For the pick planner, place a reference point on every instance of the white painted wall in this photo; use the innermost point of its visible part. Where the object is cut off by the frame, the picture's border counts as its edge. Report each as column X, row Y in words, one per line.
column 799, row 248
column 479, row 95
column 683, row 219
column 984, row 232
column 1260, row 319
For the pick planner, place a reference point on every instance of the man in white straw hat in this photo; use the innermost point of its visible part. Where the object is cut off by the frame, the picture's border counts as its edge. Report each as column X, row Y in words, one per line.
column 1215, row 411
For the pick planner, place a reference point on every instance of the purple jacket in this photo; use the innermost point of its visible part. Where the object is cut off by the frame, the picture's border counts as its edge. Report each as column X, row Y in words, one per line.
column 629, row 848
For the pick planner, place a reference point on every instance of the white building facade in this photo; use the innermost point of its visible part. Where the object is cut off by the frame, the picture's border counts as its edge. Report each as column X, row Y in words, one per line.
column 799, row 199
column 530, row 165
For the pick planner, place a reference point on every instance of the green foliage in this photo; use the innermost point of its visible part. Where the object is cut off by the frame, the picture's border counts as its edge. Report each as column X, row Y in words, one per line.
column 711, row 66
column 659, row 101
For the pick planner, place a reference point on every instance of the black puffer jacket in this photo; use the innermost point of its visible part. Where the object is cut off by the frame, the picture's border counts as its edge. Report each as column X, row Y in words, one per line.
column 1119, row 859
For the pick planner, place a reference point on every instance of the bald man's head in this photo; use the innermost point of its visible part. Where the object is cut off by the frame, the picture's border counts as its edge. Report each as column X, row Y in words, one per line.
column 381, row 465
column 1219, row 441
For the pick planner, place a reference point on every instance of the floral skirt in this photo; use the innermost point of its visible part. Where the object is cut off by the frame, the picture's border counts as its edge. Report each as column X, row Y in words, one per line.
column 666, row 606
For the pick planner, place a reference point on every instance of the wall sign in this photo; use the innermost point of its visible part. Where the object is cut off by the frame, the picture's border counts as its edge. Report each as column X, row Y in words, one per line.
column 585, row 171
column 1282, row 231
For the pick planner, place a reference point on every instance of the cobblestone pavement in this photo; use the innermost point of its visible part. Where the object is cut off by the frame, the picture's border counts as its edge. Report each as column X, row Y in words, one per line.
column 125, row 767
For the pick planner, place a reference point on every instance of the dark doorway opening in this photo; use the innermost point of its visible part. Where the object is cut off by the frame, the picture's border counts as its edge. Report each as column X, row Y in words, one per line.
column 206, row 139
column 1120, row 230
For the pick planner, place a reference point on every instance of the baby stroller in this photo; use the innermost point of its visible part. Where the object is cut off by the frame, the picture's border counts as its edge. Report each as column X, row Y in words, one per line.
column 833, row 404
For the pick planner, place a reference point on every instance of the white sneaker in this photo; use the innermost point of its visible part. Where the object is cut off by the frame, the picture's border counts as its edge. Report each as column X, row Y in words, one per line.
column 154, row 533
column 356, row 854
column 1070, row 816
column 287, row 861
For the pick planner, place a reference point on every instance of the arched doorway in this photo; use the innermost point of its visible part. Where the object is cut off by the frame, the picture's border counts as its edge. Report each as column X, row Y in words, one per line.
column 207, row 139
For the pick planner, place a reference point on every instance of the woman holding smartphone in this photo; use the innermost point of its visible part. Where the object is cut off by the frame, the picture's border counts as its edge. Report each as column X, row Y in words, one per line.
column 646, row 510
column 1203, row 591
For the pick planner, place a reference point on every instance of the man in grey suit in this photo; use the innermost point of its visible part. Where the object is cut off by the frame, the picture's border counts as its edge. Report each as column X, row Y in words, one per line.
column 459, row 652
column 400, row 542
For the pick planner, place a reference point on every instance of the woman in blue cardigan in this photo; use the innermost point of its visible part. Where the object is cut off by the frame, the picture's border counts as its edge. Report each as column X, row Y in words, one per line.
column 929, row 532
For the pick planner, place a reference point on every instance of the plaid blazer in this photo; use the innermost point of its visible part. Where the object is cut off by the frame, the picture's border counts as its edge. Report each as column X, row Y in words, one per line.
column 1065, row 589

**Stated goal:** Reproduce the rows from the line containing "man in white" through the line containing "column 666, row 606", changing "innermost point" to "center point" wherever it occurs and leaving everything else unchanged.

**Reply:**
For the pick planner, place a reference point on every instance of the man in white straw hat in this photo; use the center point of its visible part. Where the object is cut off by the frame, the picture's border counts as its edge. Report each as column X, row Y in words, one per line.
column 1215, row 411
For the pick planner, place a reference point on every instance of the purple jacket in this photo; use the center point of its visible part. Where the object is cut off by the frame, the picture's border counts as its edge. Report each as column X, row Y in words, one per line.
column 629, row 848
For the pick planner, place a reference point on every instance of the white building facade in this photo; use the center point of its visible part. Where the object is cut off by the frame, the picture's border counts as its edge. Report each as column X, row Y in words, one per line.
column 799, row 199
column 530, row 165
For the pick planner, place a reference point on every instance of the green foliage in this photo; use the center point of its visible part. Where the object is cut off by the frame, the picture's border counts as its edge. Report each as column X, row Y in words, one per line.
column 711, row 66
column 659, row 101
For the pick planner, place a reference point on every instance of the black puffer jacket in this photo; use the center point of its visible part. Where the object is cut off by the frame, the picture's border counts as its edge. Report each as column X, row Y in words, one per line.
column 1119, row 859
For the pick planner, place a reference point on every instance of the bald man's head in this photo; use the center point of its visible part. Where the object is cut off by the frame, the picture's border counts as its edge. Report each as column X, row Y in words, one per line.
column 381, row 465
column 1219, row 441
For the pick planner, place a reference point on every instance of the floral skirt in this photo; use the center point of its visible part. Where the object is cut off by the frame, the picture's border counts as its edge. Report each as column X, row Y in words, one per line.
column 666, row 606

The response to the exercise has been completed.